Region pointing data:
※

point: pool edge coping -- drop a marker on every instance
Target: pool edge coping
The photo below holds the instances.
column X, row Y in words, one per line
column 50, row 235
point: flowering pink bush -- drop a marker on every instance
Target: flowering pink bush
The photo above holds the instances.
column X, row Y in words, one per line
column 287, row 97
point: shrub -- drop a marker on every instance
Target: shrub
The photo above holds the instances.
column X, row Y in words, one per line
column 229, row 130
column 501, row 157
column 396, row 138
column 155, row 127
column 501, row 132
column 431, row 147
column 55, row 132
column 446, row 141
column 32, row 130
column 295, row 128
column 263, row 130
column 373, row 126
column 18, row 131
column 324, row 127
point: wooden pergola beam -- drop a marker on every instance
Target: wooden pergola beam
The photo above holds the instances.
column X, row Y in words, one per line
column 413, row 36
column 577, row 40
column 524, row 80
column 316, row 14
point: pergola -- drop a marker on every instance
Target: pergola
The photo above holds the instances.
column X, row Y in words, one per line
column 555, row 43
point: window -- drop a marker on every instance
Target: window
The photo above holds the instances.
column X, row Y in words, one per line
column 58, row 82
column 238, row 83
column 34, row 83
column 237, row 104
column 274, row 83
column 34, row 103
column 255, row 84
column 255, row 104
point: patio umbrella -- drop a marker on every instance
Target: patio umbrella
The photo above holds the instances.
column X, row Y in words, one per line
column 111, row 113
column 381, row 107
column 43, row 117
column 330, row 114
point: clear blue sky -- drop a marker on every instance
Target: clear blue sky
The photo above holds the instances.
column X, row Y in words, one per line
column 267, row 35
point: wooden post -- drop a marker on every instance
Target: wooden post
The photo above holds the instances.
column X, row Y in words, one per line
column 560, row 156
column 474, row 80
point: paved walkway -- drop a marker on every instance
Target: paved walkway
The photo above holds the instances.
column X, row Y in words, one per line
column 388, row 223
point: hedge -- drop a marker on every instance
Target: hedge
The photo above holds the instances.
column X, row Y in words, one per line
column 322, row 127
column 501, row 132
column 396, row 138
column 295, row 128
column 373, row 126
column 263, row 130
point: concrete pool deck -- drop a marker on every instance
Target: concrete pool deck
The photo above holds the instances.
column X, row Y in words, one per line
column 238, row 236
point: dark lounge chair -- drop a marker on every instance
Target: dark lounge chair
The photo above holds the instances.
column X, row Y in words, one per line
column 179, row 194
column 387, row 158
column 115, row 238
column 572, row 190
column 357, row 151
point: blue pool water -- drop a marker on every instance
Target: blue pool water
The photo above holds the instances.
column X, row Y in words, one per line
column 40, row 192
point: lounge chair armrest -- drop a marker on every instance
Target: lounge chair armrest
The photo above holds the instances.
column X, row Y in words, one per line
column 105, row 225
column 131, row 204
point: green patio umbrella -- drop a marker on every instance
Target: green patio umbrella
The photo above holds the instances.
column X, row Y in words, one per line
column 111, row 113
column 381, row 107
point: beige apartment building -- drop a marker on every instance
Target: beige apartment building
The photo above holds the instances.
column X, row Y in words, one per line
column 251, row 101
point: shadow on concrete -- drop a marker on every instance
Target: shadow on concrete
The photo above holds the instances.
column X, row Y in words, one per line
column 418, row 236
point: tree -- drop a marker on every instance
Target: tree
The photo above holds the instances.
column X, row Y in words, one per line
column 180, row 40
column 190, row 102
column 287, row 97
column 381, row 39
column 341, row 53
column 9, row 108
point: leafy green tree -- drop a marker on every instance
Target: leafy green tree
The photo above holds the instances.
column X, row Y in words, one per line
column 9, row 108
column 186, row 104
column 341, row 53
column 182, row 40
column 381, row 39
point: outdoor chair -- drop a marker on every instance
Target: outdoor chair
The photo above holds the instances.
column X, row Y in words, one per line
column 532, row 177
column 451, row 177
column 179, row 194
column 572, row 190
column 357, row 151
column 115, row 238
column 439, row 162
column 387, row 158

※

_AIM OF THE EXERCISE:_
The records above should be set down again word for word.

_ANSWER AREA:_
point: pool edge coping -- drop a marker on every instance
Target: pool edge coping
The photo below holds the instances.
column X, row Y in words, one per line
column 50, row 235
point: flowering pink bush -- drop a marker on every instance
Target: flowering pink bush
The photo above holds the instances.
column X, row Y in words, one per line
column 287, row 97
point: shrub -- drop a marker on every instance
Target: shrub
The photo above holds the instances.
column X, row Y in words, one per line
column 229, row 130
column 501, row 157
column 396, row 138
column 155, row 127
column 501, row 132
column 431, row 147
column 55, row 132
column 446, row 141
column 32, row 130
column 295, row 128
column 263, row 130
column 373, row 126
column 18, row 131
column 324, row 127
point: wooden pergola beam -- drop a marker on every instance
Target: wooden pergola beam
The photo above holds the instances.
column X, row Y in words, one per line
column 413, row 36
column 577, row 40
column 524, row 80
column 316, row 14
point: pergola -- drop a marker on every instance
Target: pergola
The photo above holds the instances.
column X, row Y in words, one per line
column 555, row 43
point: window -- drop a marker on every instance
Target: window
The photo above holds the instances.
column X, row Y in words, one per line
column 58, row 82
column 238, row 83
column 34, row 83
column 237, row 104
column 274, row 83
column 34, row 103
column 255, row 84
column 255, row 104
point: patio umbrella -- drop a marker on every instance
Target: patio umbrella
The photo above holds the instances.
column X, row Y in words, one per line
column 111, row 113
column 381, row 107
column 43, row 117
column 330, row 114
point: clear blue sky -- drop a marker on every instance
Target: clear blue sky
The photo above holds the instances.
column X, row Y in words, one per line
column 267, row 35
point: wooden post -- drop a marker on every instance
Target: wooden post
The photo above holds the instances.
column X, row Y in words, one per line
column 560, row 156
column 474, row 80
point: paved walkway -- drop a marker on every instance
Target: paved walkway
The photo above holds the instances.
column X, row Y in words, one per line
column 388, row 223
point: hedge -- drop a marker on every instance
Target: hedge
The photo above holds the instances.
column X, row Y in words, one per line
column 322, row 127
column 501, row 132
column 396, row 138
column 295, row 128
column 373, row 126
column 263, row 130
point: concrete pool deck -- drop a marker on every instance
Target: concrete pool deck
The photo above holds the instances.
column X, row Y in words, one per line
column 238, row 236
point: dark lounge chair -- drop a marker on every instance
Target: dark lounge chair
The photo above holds the instances.
column X, row Y in words, one per line
column 179, row 194
column 387, row 158
column 115, row 238
column 572, row 190
column 357, row 151
point: blue pool water -- drop a marker on every instance
Target: blue pool water
The photo above holds the instances.
column X, row Y in words, one per line
column 40, row 192
point: lounge chair armrest -- drop a marker on every instance
Target: lounge chair armrest
The photo above holds the instances.
column X, row Y in words, one per line
column 105, row 225
column 131, row 204
point: green patio umbrella -- drop a marker on every instance
Target: green patio umbrella
The photo above holds the instances.
column X, row Y in words, one per line
column 111, row 113
column 381, row 107
point: beige apartment building -- drop a marker on every instance
Target: beige apartment building
The photo above holds the instances.
column X, row Y in words, one per line
column 251, row 101
point: shadow on concrete -- drop a marker on every instance
Target: shadow on concrete
The photo above holds the instances.
column X, row Y in words, one per line
column 418, row 236
point: tree -- drop a marker on every instance
Target: tree
The photo above holds the instances.
column X, row Y in words, one per line
column 180, row 40
column 190, row 102
column 287, row 97
column 381, row 39
column 341, row 53
column 9, row 108
point: leafy green tree -- drop a marker on every instance
Target: leafy green tree
The photo above holds the instances.
column X, row Y in words, one per line
column 9, row 108
column 186, row 104
column 341, row 53
column 182, row 40
column 381, row 39
point: outdoor chair -- drop a marker on every instance
Target: outdoor chair
The photo above holds the instances.
column X, row Y in words, one per line
column 532, row 177
column 451, row 177
column 179, row 194
column 572, row 190
column 357, row 151
column 115, row 238
column 439, row 162
column 387, row 158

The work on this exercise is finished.